# [Information supplied]
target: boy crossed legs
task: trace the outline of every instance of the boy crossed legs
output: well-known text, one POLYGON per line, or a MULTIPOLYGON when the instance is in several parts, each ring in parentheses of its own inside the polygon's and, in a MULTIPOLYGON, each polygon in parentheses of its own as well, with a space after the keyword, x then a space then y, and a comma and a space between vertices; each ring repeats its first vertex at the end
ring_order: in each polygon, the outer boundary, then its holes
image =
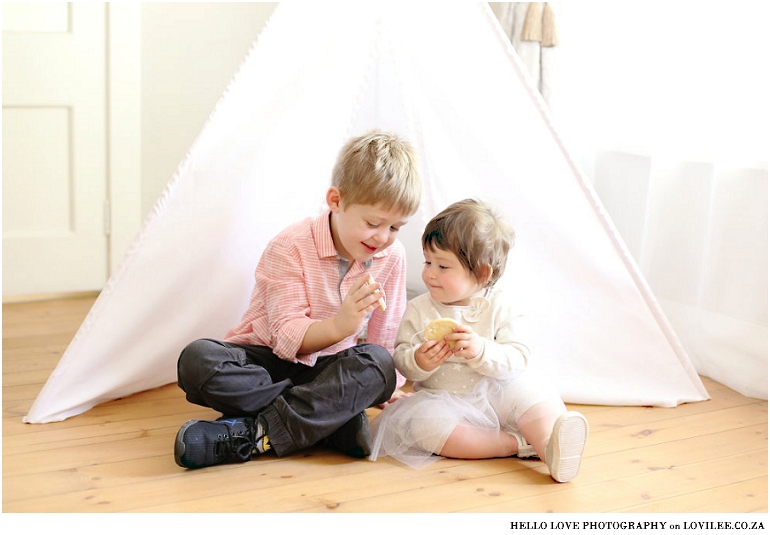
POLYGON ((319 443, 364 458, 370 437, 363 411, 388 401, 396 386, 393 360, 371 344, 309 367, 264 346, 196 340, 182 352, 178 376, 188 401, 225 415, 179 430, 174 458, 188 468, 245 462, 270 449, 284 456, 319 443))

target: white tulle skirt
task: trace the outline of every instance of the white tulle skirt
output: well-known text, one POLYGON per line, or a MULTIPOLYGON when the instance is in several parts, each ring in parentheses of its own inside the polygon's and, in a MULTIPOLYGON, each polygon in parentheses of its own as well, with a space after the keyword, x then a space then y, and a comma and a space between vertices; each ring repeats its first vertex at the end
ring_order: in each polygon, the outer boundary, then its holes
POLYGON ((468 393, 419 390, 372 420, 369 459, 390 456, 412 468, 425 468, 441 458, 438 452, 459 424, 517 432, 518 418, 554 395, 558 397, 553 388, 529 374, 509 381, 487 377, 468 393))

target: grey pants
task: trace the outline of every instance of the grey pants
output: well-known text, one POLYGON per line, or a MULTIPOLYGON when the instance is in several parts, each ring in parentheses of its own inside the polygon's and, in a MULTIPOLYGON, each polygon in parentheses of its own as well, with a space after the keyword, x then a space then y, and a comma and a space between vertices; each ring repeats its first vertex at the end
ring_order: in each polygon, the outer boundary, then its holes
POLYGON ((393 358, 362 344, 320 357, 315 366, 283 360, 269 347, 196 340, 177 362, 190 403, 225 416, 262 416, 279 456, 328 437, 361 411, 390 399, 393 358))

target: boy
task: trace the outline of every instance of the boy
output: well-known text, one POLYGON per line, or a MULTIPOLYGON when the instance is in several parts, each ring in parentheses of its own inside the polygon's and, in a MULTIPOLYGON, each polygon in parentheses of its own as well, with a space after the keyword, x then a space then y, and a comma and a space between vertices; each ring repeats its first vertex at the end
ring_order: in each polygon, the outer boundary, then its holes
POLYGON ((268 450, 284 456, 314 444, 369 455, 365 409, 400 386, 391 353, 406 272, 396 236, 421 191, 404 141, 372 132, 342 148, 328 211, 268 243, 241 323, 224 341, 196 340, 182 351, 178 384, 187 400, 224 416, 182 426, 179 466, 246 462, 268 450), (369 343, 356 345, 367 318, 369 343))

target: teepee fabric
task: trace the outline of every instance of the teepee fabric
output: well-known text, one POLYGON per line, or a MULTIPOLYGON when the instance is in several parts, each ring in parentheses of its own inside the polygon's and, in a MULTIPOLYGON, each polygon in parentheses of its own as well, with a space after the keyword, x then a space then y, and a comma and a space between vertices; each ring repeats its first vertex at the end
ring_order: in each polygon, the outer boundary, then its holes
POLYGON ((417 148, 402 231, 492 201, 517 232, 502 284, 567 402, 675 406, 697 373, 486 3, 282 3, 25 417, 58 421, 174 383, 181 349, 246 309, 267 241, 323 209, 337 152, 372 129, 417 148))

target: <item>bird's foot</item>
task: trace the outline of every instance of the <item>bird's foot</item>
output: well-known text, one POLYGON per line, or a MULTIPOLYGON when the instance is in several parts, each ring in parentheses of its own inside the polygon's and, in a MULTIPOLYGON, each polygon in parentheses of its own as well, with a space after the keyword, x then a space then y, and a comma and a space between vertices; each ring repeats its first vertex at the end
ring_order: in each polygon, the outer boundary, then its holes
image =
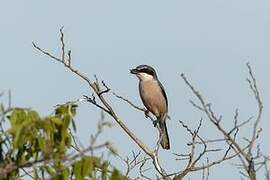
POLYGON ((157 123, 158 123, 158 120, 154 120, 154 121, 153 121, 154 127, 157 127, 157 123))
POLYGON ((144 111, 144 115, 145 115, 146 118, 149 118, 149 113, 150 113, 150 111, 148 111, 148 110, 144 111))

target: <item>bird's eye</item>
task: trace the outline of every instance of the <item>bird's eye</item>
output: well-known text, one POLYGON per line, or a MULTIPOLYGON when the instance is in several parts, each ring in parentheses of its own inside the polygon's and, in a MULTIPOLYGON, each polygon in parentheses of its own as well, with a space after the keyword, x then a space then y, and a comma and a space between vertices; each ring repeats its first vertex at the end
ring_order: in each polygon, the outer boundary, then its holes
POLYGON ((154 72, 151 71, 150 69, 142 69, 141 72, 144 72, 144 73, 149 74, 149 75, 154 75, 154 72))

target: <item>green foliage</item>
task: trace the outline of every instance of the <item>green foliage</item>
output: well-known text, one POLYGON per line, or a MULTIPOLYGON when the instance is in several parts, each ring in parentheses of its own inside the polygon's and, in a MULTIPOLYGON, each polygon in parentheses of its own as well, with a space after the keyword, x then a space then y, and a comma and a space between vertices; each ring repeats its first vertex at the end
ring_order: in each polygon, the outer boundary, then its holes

# [Task to complete]
Give the number of lines above that contain the word "crossed", with no other text.

# [Your response]
2